### WRITTEN TASK A
Using the observer troubleshooting page below, answer these questions:
(i) What is the default Kafka retention period?
(ii) Into what file format can a File Observer input file be saved that causes the hidden-character error?
(iii) What is the workaround when the Kubernetes Observer appears as offline in the UI?

### READING TEXT
Observer troubleshooting

See the following information to troubleshoot a variety of observer issues.

Observer jobs appear stuck in 'queued' state

Observer jobs can appear to be stuck in state 'Queued' after a Kafka outage, or after enabling Kafka Authentication, as messages between observers and the observer service are lost.

Workaround: As an administrator user, you can either remove or modify the existing job schedule to get the job working again.

Kubernetes Observer job fails to restart after OOM

Kubernetes Observer jobs with very large payloads can encounter an OOM (out-of-memory) error, after which they may fail to restart. The observer appears offline, but a health check fails to flag any errors.
Workaround
Restart the observer if it appears as offline in the UI.

Observation data dropped after retention period (OCP only)

If an observation takes longer than 8 hours it can exceed the default Kafka retention period and the remainder of the data from that observation will be dropped from the resources.json Kafka topic.

Cause
The default retention period is 8 hours.
Workaround
The default retention time is defined by the environment variable named KAFKA_RESOURCES_JSON_RETENTION_MS and can be changed in OCP by adding the following code to the spec section of the custom resource of the operator:
spec:
helmValuesASM:
global.asm.inputTopicRetentionPeriodMs: 28800000

File Observer fails due to hidden characters

An error can occur when your File Observer input file contains hidden characters that interfere with the processing of the content.

Error message example:
The following lines numbers had problems, check the logs for details: 1
Cause
A file may appear compliant in content and format, but may actually be of a UTF-8 Unicode (with BOM) file format rather than a regular UTF-8 file format.
Workaround
Change the file format. For example, you can create a new file from the source file using the following command:
sed '1s/^\xEF\xBB\xBF//' < topology.txt > new.txt

Network Discovery Observer 'unable to start threads' error

An error can occur when you upgrade to the latest version of Agile Service Manager, and then create a new Network Discovery Observer job without increasing the pids_limit defined inside the crio.conf filet o at least to 44406.

### DATA EXCERPTS
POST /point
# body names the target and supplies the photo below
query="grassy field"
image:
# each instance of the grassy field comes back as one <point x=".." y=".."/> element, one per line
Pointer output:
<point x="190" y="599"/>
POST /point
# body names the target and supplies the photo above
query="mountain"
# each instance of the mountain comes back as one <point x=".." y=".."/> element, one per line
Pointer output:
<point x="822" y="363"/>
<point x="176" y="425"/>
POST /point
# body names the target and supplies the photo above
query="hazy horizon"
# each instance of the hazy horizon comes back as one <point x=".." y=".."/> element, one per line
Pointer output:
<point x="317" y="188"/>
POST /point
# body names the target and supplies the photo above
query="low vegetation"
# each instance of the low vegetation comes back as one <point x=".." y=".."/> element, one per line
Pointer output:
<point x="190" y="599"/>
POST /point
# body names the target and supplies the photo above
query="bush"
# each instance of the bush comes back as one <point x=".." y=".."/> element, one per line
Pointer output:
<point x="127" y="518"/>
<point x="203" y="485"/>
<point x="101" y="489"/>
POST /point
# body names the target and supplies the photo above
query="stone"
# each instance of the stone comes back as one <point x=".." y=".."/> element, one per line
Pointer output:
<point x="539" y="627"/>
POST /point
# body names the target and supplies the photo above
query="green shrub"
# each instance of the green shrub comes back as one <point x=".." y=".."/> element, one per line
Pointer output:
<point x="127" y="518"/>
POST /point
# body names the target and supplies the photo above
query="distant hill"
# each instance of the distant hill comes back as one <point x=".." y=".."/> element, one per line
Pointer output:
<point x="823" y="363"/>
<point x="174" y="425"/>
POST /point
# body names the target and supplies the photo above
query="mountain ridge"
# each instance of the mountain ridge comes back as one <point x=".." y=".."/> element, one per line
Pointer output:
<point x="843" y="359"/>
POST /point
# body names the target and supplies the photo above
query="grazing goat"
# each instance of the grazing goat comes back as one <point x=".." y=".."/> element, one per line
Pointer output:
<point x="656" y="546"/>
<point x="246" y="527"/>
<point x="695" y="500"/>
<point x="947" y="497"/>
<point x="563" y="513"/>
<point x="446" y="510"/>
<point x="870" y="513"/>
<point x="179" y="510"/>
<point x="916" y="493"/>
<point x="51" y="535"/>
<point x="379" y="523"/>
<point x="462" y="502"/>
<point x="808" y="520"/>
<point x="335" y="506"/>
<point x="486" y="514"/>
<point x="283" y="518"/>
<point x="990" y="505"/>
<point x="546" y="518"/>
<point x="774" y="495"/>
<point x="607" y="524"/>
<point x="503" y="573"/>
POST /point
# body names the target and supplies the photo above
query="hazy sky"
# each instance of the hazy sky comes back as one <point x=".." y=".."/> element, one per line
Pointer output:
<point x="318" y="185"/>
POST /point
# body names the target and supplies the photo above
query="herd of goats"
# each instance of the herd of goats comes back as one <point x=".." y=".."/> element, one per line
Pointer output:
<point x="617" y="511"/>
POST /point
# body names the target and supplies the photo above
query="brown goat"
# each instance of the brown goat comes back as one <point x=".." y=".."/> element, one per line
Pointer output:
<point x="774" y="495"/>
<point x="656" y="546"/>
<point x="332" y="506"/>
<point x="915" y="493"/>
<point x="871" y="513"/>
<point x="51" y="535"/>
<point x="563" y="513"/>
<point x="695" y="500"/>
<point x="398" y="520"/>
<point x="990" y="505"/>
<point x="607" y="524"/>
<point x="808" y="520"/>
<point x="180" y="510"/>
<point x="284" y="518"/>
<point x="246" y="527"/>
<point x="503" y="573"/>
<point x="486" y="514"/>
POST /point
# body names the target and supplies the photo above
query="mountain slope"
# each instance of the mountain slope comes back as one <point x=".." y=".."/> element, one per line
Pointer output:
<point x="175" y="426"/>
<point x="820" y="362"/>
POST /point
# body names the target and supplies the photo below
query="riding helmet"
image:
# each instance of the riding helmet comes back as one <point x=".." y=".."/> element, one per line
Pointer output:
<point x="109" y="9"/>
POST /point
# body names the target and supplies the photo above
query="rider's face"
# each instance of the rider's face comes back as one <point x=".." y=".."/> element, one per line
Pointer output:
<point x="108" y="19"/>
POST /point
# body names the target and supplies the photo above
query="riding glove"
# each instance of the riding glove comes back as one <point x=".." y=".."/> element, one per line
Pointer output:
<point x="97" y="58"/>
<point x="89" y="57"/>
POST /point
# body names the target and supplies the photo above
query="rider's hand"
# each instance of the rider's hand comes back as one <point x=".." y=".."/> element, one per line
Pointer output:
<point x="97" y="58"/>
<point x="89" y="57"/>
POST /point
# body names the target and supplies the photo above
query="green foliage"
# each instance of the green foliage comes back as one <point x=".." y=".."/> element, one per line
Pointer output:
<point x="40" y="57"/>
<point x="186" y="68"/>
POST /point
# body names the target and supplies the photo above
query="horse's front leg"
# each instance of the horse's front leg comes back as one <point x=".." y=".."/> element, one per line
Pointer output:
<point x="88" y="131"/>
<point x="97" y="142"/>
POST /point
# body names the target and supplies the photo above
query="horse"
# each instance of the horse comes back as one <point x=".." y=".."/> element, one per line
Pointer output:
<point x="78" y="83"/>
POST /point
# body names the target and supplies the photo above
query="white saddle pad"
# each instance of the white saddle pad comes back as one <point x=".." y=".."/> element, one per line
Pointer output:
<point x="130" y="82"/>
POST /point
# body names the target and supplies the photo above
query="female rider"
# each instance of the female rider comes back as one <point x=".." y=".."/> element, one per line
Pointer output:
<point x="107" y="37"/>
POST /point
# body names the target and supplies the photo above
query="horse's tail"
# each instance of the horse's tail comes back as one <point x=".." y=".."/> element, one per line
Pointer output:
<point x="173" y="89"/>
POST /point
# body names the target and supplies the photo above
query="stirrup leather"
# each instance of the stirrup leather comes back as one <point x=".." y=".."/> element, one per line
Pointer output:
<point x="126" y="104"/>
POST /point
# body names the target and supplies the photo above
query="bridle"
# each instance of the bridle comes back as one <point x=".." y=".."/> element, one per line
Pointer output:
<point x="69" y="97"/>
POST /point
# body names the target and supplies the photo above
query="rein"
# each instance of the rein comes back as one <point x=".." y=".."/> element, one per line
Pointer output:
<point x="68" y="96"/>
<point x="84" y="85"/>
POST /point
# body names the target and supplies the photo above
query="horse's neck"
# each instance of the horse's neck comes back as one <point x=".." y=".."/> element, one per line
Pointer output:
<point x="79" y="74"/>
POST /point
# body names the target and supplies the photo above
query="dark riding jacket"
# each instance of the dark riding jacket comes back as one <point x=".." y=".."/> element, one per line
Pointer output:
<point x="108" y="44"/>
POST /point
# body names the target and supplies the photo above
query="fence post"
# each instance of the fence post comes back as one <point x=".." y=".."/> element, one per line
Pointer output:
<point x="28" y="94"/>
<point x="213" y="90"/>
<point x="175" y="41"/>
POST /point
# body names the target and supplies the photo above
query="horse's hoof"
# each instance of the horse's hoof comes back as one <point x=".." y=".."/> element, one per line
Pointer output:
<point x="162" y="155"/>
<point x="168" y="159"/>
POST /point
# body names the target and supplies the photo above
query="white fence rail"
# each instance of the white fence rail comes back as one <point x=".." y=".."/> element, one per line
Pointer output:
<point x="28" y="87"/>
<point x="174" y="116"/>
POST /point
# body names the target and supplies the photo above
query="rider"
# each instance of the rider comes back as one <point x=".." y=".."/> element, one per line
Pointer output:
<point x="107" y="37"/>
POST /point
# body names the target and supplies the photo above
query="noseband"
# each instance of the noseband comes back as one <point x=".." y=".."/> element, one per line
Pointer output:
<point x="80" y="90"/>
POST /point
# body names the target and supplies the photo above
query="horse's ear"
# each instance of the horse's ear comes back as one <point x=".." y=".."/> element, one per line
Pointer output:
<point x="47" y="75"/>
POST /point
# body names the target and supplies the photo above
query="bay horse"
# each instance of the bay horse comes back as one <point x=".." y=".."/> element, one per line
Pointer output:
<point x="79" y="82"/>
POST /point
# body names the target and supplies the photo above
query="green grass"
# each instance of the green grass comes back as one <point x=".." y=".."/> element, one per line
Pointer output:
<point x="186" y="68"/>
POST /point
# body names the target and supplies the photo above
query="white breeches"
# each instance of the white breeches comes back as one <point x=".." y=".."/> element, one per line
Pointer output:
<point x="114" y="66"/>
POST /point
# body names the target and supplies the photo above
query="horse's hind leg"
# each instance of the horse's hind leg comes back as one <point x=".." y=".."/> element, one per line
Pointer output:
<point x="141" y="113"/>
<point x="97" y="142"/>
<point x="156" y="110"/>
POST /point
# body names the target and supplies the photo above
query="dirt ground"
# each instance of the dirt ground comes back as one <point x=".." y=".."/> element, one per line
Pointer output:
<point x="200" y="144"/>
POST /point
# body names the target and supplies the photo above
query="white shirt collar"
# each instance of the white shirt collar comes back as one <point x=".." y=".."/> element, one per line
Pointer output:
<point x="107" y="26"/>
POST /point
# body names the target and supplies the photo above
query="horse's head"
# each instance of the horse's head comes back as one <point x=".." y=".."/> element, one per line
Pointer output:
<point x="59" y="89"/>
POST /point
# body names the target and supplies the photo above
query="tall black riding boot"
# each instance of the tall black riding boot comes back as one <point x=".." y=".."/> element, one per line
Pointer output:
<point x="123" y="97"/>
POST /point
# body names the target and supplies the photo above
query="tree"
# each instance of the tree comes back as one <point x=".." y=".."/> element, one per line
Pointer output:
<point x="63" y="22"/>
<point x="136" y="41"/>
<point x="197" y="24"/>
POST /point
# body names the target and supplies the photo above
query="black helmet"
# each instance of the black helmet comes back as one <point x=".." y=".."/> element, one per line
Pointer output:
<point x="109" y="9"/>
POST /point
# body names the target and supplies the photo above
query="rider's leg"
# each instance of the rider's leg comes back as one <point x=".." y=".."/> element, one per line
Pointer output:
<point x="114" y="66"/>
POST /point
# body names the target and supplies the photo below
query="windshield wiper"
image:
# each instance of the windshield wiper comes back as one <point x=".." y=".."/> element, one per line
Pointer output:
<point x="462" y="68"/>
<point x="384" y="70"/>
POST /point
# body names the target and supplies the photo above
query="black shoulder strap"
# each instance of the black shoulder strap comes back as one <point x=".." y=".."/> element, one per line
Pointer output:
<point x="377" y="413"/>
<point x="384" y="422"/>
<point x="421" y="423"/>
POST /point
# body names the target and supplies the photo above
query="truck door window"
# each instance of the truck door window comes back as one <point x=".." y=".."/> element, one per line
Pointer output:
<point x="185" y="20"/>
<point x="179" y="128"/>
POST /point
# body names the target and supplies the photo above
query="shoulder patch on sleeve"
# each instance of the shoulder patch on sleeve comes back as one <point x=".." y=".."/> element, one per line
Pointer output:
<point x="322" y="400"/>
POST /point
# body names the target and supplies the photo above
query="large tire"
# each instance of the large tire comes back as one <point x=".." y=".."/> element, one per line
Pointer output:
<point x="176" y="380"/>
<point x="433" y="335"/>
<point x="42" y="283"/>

### WRITTEN TASK B
Return every line of the entries above that contains the string "green". Case counts.

### WRITTEN SOLUTION A
(i) 8 hours.
(ii) UTF-8 Unicode (with BOM).
(iii) Restart the observer.

### WRITTEN SOLUTION B
query="green shrub"
# each instance of the green shrub comes back as one <point x=".." y=".."/> element, one per line
query="green foliage"
# each instance of the green foliage comes back as one <point x=".." y=".."/> element, one per line
query="green grass"
# each instance of the green grass comes back as one <point x=".." y=".."/> element, one per line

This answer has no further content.